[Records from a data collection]
========================

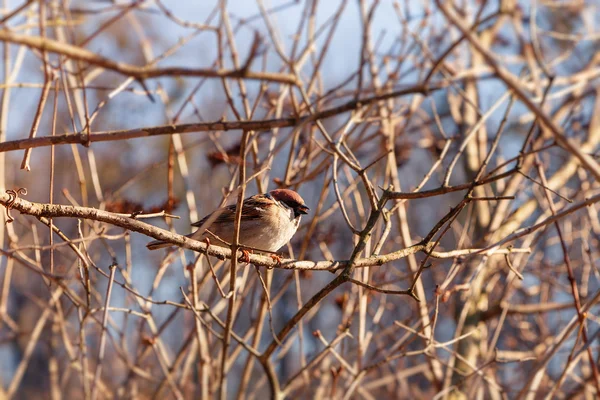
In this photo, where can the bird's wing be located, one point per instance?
(252, 209)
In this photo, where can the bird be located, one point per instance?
(268, 222)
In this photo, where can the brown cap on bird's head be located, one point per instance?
(291, 199)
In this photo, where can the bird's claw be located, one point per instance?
(276, 258)
(245, 257)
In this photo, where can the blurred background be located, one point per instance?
(487, 325)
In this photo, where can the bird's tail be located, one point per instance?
(158, 244)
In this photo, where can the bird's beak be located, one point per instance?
(302, 209)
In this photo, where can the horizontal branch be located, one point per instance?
(259, 125)
(132, 224)
(137, 72)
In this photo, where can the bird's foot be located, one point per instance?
(245, 257)
(277, 258)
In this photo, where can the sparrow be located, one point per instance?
(268, 222)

========================

Task details =>
Output every line of the material above as a JSON list of strings, one string per line. Skip blank lines and leave out the pictures.

Exercise result =>
[
  "In this photo, where can the bird's wing be located, one point per instance?",
  "(252, 209)",
  "In this photo, where can the bird be located, one point per instance?",
  "(268, 222)",
  "In this photo, where can the brown cap on bird's head be located, one point per instance?",
  "(291, 199)",
  "In this photo, where can the bird's claw be located, one point per instance?",
  "(276, 258)",
  "(245, 257)",
  "In this photo, where can the blurred background be located, one point per instance?",
  "(487, 325)",
  "In this photo, where can the bird's tail be located, one point per instance?",
  "(158, 244)",
  "In this photo, where can the bird's beak be located, one point per instance?",
  "(302, 209)",
  "In this photo, where can the horizontal branch be located, one point per instance?",
  "(259, 125)",
  "(132, 224)",
  "(137, 72)",
  "In this photo, where can the bird's foot be located, one point per instance?",
  "(245, 257)",
  "(277, 258)",
  "In this photo, where can the sparrow be located, one point per instance?",
  "(268, 222)"
]